**INSTRUCTIONS:**
1. Please set down the portion of the implantable ID chip article starting with "The idea is" and going on through "to the information.", word for word.
2. Resume the implantable ID chip article from its last sentence, writing what comes next in the same style.

**EXCERPT:**
== Segment start ==
Applied Digital Solutions, the Florida company that has stirred so much debate over its implantable ID chips, announced yesterday that it has received clearance from the U.S. Food and Drug Administration to market the chips as a means to provide easy access to individual medical records.
The New York Times reports that the chips, about the size of a grain of rice and injected under the skin, would not contain actual medical records, but a unique 16-digit number. Doctors or nurses would use that number to retrieve information such blood type, drug allergies, and other critical data stored in computers.
The idea is that the chips could save lives and limit injuries from errors in medical treatment by giving emergency-room personnel and ambulance crews immediate access to information on even unconscious patients. Of course, you have to entrust your medical data to Applied Digital Solutions in order to ensure that any healthcare worker anywhere would have access to the information.
== Segment end ==
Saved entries
== Segment start ==
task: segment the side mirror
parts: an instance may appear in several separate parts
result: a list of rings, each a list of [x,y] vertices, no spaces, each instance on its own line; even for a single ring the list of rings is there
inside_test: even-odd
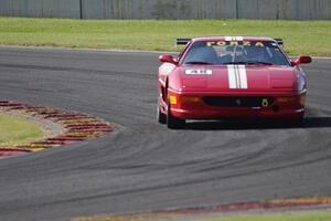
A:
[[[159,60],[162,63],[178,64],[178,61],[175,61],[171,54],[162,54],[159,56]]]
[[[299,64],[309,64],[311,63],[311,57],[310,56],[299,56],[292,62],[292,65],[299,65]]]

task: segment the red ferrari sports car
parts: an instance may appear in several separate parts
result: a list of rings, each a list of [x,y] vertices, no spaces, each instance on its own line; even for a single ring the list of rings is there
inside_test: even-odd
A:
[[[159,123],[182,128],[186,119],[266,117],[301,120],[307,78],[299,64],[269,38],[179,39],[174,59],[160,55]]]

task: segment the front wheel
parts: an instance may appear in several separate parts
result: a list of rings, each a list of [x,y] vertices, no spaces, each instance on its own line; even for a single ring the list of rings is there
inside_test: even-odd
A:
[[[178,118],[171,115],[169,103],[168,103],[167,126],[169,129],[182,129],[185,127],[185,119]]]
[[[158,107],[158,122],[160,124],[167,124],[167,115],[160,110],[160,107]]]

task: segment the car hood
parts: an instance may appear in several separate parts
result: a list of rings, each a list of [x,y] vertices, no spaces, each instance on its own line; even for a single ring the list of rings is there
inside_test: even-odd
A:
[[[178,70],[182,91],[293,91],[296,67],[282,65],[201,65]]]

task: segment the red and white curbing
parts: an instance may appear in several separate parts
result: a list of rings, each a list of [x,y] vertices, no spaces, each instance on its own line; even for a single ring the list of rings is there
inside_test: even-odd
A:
== Segment end ==
**ANSWERS TO THE TASKS:**
1.
The idea is that the chips could save lives and limit injuries from errors in medical treatment by giving emergency-room personnel and ambulance crews immediate access to information on even unconscious patients. Of course, you have to entrust your medical data to Applied Digital Solutions in order to ensure that any healthcare worker anywhere would have access to the information.

2.
To me, this is more worrisome than concerns raised by privacy advocates concerned about the technology’s spread to other applications and conspiracy theorists worried about being tracked via satellite (the tags don’t emit any radio waves, so that’s impossible at the moment). Still, there are civil liberties issues raised by the technology, and I think that Scott Silverman, the company’s CEO, was a bit naive in telling the Times he thought that FDA approval would help overcome ‘the creepy factor.’ Just because the chips are medically safe and technically secure doesn’t mean they’re not creepy.